> **WORK TO COMPLETE**
Each entry here needs to be set down again exactly, please; pictures are left out.

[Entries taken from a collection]
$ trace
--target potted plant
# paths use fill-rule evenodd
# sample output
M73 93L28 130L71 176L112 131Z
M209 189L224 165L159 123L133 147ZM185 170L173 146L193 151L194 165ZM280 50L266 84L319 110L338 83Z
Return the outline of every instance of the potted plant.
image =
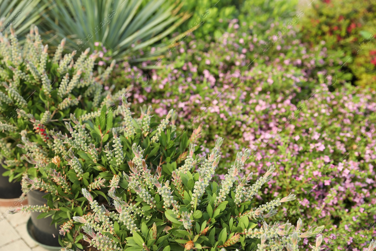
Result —
M151 107L142 108L141 117L135 119L132 117L130 105L126 97L123 97L121 105L116 110L109 111L105 106L95 118L83 120L82 117L79 119L71 114L71 121L65 122L69 135L50 130L49 133L54 140L50 149L51 154L40 160L46 163L46 167L38 166L35 159L38 151L30 151L23 155L29 163L35 165L37 172L35 175L24 173L24 190L26 192L32 188L42 191L38 196L46 199L46 203L29 205L14 212L41 213L32 216L35 231L50 233L49 239L53 240L52 230L44 229L48 229L50 225L58 229L60 226L60 233L63 237L59 240L60 244L70 248L82 248L79 242L83 237L81 227L80 224L73 225L72 218L90 211L87 201L81 192L82 188L90 191L101 203L109 205L111 199L107 195L109 186L117 181L120 189L127 187L127 183L120 179L121 174L129 171L127 161L141 152L145 156L145 164L153 172L161 166L161 172L172 174L186 155L188 143L196 142L199 136L200 129L196 130L190 139L185 133L175 137L176 115L173 110L165 119L157 122L151 115ZM136 148L137 146L142 147ZM197 149L197 152L200 150ZM33 198L33 193L31 194ZM49 219L48 226L36 222L44 218Z
M64 122L71 113L88 117L98 106L100 110L104 105L100 102L111 92L103 91L102 84L115 64L98 75L93 71L97 55L89 55L89 50L75 62L75 51L62 56L64 39L50 57L36 26L31 26L22 48L11 25L10 30L0 35L0 198L19 197L23 174L36 175L23 154L38 149L36 161L45 165L39 159L52 146L50 129L68 132ZM23 148L16 147L18 144Z

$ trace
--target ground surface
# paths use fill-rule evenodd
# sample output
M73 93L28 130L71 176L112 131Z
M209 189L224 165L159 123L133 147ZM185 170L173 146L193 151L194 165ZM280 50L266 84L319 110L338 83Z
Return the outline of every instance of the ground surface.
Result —
M29 236L26 229L28 213L10 214L0 207L0 251L46 251Z

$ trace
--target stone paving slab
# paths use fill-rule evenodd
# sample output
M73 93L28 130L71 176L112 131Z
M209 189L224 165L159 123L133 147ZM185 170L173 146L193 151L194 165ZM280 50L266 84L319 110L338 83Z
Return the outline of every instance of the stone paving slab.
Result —
M46 251L29 236L26 223L30 214L11 214L0 207L0 251Z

> **FINISHED TASK**
$ trace
--target potted plant
# paths use fill-rule evenodd
# sample output
M73 93L28 130L71 176L112 131Z
M209 189L224 165L159 123L133 147ZM185 170L173 146L193 151L194 165ZM280 50L266 84L319 110L338 83Z
Return the outline of every instance of the potted plant.
image =
Result —
M151 107L142 108L141 117L135 119L132 117L130 105L126 97L123 97L121 105L116 110L109 111L105 106L95 118L83 120L82 117L79 119L71 114L71 121L65 122L69 135L50 130L49 133L54 140L50 149L51 154L40 160L46 163L46 167L38 166L35 159L38 151L30 151L23 155L29 163L35 165L37 172L35 175L24 173L24 190L26 192L32 188L42 191L38 196L46 199L46 203L29 205L14 212L41 213L32 216L35 231L50 233L49 239L53 240L52 230L44 229L48 229L50 225L58 229L60 226L60 233L63 237L59 240L60 244L70 248L82 248L79 242L83 237L81 227L80 224L73 225L72 218L90 211L87 201L81 192L82 188L90 191L101 203L109 205L111 199L107 195L109 186L117 181L120 189L127 187L127 183L120 179L121 174L129 171L127 161L141 152L145 156L145 164L153 172L161 166L161 172L172 174L186 155L188 143L196 142L199 136L200 129L196 130L190 139L185 133L175 137L176 115L173 110L165 119L157 122L151 115ZM136 148L137 146L142 147ZM197 149L197 152L200 150ZM33 198L33 193L31 194ZM49 219L48 226L36 222L44 218Z
M64 122L71 113L88 117L98 106L100 110L104 105L100 102L111 92L103 91L102 84L115 64L98 75L93 71L97 55L89 55L89 50L75 62L75 51L62 56L64 39L50 57L36 26L31 26L22 48L11 25L10 30L0 35L0 198L19 197L23 174L36 175L23 154L38 149L36 161L45 165L39 159L52 146L50 129L68 132ZM23 148L16 147L18 144Z

$ trace
--target ground surface
# paths use fill-rule evenodd
# sample output
M73 93L28 130L71 176L112 131Z
M209 189L224 165L159 123L133 147ZM185 170L173 146L193 151L194 165ZM280 50L266 84L319 110L338 83Z
Return the outline of every instance of the ground surface.
Result —
M29 236L26 229L28 213L10 214L0 207L0 251L46 251Z

$ trace
--target stone paving slab
# paths use fill-rule evenodd
# sample output
M73 93L28 130L71 176L112 131Z
M209 189L224 165L159 123L133 147ZM185 170L173 146L193 151L194 165ZM280 50L266 84L319 110L338 83Z
Return the outline of every instance of the stone paving slab.
Result —
M46 251L29 236L26 223L30 214L11 214L0 207L0 251Z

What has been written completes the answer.